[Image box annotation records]
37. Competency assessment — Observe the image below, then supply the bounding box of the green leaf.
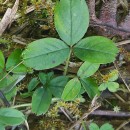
[100,123,114,130]
[80,78,100,99]
[6,49,27,74]
[23,38,69,70]
[89,123,100,130]
[108,70,118,81]
[98,82,119,92]
[0,124,5,130]
[74,36,118,64]
[0,73,25,94]
[5,87,17,101]
[0,51,5,73]
[108,82,119,92]
[32,87,52,115]
[49,76,68,98]
[28,78,39,92]
[77,61,100,78]
[61,78,81,101]
[0,108,25,126]
[54,0,89,46]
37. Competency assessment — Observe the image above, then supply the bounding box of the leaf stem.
[64,47,72,75]
[0,61,23,82]
[11,103,32,108]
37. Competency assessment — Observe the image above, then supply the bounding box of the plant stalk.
[64,47,72,75]
[11,103,32,108]
[0,61,23,82]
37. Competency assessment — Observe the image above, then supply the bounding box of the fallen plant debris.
[0,0,130,130]
[87,0,130,39]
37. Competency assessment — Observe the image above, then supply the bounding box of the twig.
[25,120,29,130]
[114,63,130,92]
[90,110,130,117]
[69,104,101,130]
[116,40,130,46]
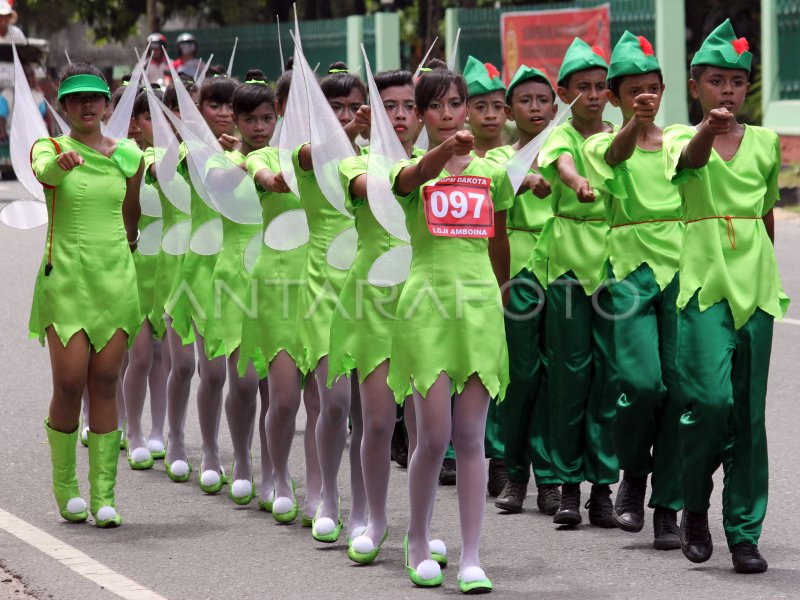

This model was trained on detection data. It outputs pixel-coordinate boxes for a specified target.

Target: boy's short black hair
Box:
[608,71,664,98]
[689,65,750,81]
[375,69,414,92]
[319,62,367,100]
[509,75,556,102]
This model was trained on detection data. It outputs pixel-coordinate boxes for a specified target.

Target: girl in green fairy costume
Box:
[29,63,143,527]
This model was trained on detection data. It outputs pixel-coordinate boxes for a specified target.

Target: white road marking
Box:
[0,508,166,600]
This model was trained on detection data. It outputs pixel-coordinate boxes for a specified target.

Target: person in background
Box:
[0,0,28,44]
[172,33,203,79]
[146,33,172,85]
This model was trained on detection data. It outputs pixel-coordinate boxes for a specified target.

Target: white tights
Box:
[408,372,489,582]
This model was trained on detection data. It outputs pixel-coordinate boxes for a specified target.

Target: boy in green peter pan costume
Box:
[534,38,619,527]
[664,20,789,573]
[486,65,561,516]
[583,31,683,550]
[462,56,508,496]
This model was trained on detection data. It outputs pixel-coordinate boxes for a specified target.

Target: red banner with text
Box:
[500,4,611,86]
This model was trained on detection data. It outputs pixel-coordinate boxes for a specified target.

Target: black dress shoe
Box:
[553,483,583,527]
[611,475,647,533]
[439,458,456,485]
[486,458,508,498]
[392,421,408,469]
[536,483,561,517]
[494,479,528,513]
[586,484,616,529]
[653,508,681,550]
[731,542,767,574]
[681,509,714,563]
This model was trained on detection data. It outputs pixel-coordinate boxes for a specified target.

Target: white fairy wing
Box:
[147,88,192,215]
[264,208,309,252]
[0,202,47,229]
[294,40,355,218]
[139,171,161,217]
[189,217,222,256]
[45,100,72,135]
[9,43,47,203]
[361,45,411,242]
[273,55,311,196]
[505,96,580,192]
[161,219,192,256]
[242,231,261,273]
[164,61,222,154]
[367,244,411,287]
[325,227,358,271]
[269,117,283,148]
[104,52,149,140]
[137,219,164,256]
[228,37,239,77]
[194,54,214,89]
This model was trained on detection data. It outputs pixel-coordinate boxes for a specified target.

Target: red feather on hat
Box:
[731,38,750,55]
[638,35,653,56]
[483,63,500,79]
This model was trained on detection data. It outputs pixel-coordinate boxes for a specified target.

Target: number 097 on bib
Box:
[423,175,494,238]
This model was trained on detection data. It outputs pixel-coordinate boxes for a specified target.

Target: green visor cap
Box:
[608,31,661,79]
[464,56,506,98]
[58,75,111,100]
[506,65,555,104]
[558,38,608,81]
[692,19,753,73]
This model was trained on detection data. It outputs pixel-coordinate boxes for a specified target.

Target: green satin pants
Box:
[611,264,683,510]
[545,272,620,484]
[677,295,773,547]
[497,269,561,486]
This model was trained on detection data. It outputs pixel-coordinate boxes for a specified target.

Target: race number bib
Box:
[423,175,494,238]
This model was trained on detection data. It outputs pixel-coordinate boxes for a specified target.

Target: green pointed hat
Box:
[692,19,753,73]
[464,56,506,98]
[558,38,608,81]
[506,65,555,104]
[608,31,661,79]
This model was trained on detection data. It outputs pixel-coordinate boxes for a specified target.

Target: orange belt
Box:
[553,213,605,223]
[686,215,761,250]
[611,219,681,229]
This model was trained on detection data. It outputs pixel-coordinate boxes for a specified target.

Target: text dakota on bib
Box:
[423,175,494,238]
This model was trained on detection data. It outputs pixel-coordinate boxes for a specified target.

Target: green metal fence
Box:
[448,0,652,68]
[777,0,800,100]
[165,19,350,79]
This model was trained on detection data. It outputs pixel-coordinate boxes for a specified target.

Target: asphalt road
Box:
[0,182,800,600]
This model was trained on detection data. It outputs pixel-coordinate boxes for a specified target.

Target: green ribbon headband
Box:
[608,31,661,79]
[58,75,111,100]
[506,65,555,104]
[692,19,753,73]
[464,56,506,98]
[558,38,608,82]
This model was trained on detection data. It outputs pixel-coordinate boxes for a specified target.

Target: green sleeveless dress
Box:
[328,149,423,386]
[292,146,357,373]
[28,136,142,352]
[239,147,308,379]
[145,148,191,338]
[389,158,514,403]
[167,144,222,345]
[204,150,261,359]
[133,147,166,339]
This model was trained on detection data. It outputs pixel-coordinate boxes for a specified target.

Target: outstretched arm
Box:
[394,131,475,196]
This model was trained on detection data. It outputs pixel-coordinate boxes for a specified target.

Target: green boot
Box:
[89,429,122,527]
[44,419,89,523]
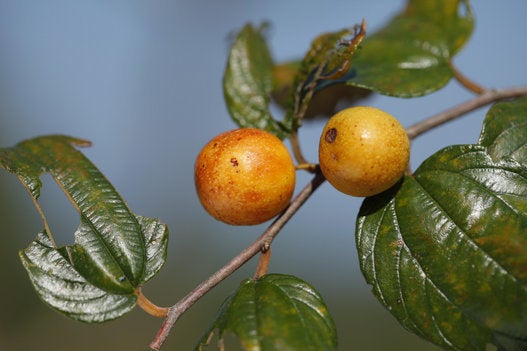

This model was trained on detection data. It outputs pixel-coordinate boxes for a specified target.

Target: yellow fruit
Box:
[319,106,410,196]
[194,128,296,225]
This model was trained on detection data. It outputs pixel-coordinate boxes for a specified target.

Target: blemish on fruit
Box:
[324,128,337,144]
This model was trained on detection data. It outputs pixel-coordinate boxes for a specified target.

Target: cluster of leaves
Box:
[0,0,527,350]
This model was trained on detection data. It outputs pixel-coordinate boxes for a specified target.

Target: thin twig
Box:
[150,172,324,350]
[449,61,490,94]
[135,287,168,318]
[406,86,527,139]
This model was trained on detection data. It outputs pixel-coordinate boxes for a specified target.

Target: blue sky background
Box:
[0,0,527,350]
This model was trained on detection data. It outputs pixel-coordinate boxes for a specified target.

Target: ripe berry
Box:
[319,106,410,196]
[194,128,296,225]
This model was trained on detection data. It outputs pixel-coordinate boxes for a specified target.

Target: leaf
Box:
[356,98,527,350]
[345,0,474,97]
[223,24,291,139]
[0,136,168,322]
[196,274,337,351]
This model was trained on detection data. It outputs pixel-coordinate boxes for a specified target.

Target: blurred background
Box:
[0,0,527,351]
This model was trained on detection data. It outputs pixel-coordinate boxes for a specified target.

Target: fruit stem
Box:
[289,130,309,165]
[150,171,325,350]
[406,86,527,140]
[135,287,168,318]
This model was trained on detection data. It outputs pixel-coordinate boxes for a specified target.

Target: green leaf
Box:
[479,97,527,164]
[345,0,474,97]
[0,136,168,322]
[356,98,527,350]
[223,24,291,139]
[196,274,337,351]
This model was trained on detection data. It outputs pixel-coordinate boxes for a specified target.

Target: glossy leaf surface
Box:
[223,24,291,139]
[196,274,337,351]
[346,0,474,97]
[0,136,168,322]
[356,98,527,350]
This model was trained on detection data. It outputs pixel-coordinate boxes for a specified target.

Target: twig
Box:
[253,248,271,280]
[406,86,527,139]
[150,172,325,350]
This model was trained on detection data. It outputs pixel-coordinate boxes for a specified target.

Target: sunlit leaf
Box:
[196,274,337,351]
[357,98,527,350]
[0,136,168,322]
[223,24,291,139]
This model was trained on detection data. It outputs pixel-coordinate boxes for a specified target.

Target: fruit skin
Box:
[194,128,296,225]
[319,106,410,196]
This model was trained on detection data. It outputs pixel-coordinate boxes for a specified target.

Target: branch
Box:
[406,86,527,140]
[150,171,325,350]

◆ **Exercise instructions**: Write out every line from the one containing "fallen plant debris." through the one containing "[116,40,130,46]", both included and requests kept as they are. Offset each bounding-box coordinate by adding 121 to it.

◆ **Exercise response**:
37. Competency assessment — Observe the image above, then supply the bounding box of the fallen plant debris.
[121,121,251,251]
[208,121,251,160]
37. Competency assessment — Observe the image above, then supply the bounding box of the twig.
[146,241,150,251]
[235,184,251,213]
[211,231,251,238]
[190,225,222,251]
[237,161,251,167]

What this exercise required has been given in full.